- _What this exercise asks_:
- A) Decide whether each statement agrees with the text on the gold market, and back each yes or no with the deciding words of the text, quoted exactly. (i) Gold rose 17% from late 2022 until June 2023 while real rates stayed roughly flat. (ii) During that period, Western institutions were net buyers of gold. (iii) In bear markets, the West bought gold from the East.
- B) Condense the paragraph of the text on the gold market that begins "Until recently, Western institutional money" into a shorter version that keeps its main facts.
- C) Write a continuation of the text on the gold market, beginning after its final sentence.

- _Reading passage_:
::::::
An important change has unfolded in the global gold market. The East has been driving up the gold price, predominantly in late 2022 and the first months of 2023, breaking the West’s long standing pricing power.

Until recently, Western institutional money was driving the price of gold in wholesale markets such as London, mainly based on real interest rates. Gold was bought when real rates fell and vice versa. However, from late 2022 until June 2023 gold was up 17% while real rates were more or less flat, and Western institutions were net sellers. Most likely, Eastern central banks, and Turkish and Chinese private demand, lifted the price of gold.

Introduction

For about ninety years, up until 2022, there was a pattern of above-ground gold moving from West to East and back, in sync with the gold price falling and rising. Western institutions set the price of gold and bought from the East in bull markets. In bear markets the West sold to the East. For more information read my article: The West–East Ebb and Flood of Gold Revisited.

If we zoom in on the period from 2006 through 2021 the main reason for Western institutions to buy or sell gold was the 10-year TIPS rate, which reflects the 10-year expected real interest rate (“real rate,” in short) of US government bonds.
::::::
- _Supplied records_:
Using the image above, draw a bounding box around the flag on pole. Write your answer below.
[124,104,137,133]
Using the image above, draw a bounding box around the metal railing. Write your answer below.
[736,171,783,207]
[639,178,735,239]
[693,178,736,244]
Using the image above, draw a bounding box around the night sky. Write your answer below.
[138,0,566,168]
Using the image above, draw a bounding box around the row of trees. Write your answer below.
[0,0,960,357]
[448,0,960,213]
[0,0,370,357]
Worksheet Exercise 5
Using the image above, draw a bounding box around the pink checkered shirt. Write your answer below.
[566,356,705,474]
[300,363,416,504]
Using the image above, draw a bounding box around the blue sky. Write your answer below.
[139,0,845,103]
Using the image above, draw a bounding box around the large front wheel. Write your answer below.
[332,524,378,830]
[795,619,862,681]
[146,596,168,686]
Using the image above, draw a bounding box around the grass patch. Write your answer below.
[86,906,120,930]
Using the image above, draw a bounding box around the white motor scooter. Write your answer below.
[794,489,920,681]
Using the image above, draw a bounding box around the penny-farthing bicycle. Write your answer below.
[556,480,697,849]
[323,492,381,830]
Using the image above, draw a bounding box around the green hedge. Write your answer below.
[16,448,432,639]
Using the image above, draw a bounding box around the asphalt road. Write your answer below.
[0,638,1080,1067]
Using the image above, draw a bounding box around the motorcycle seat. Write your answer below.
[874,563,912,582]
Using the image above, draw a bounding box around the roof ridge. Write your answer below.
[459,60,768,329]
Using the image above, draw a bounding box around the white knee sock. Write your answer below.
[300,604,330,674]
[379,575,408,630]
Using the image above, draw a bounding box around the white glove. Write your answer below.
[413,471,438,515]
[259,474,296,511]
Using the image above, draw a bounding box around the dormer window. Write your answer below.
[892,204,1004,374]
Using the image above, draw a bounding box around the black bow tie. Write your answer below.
::::::
- _Set of answers_:
- A)
(i) Yes: "from late 2022 until June 2023 gold was up 17% while real rates were more or less flat"
(ii) No: "Western institutions were net sellers"
(iii) No: "In bear markets the West sold to the East."

- B) Western institutions once set the gold price in wholesale markets like London, mostly according to real interest rates: they bought when real rates fell and sold when they rose. From late 2022 to June 2023, however, gold gained 17% while real rates were roughly flat and Western institutions were net sellers. The rise most likely came from Eastern central banks and from private demand in Turkey and China.

- C)
The physical gold price was predominantly set in the London Bullion Market and to a lesser extent Switzerland. Gold trade in London can be divided in three categories:

  1. Institutions buying and selling “large bars” (weighing 400 ounces) outright.
  2. Trading in large bars via Exchange-Traded Funds (ETFs).
  3. Arbitragers buying and selling in London to profit from price discrepancies between the COMEX futures price and London spot. In this sense London serves as a warehouse for the COMEX futures exchange.

As we will see below, the TIPS rate, UK net gold import (positive or negative), Western ETF holdings, and the COMEX open interest were all correlated to the price of gold. Until the war in Ukraine broke out late February 2022, that is, and things started to change.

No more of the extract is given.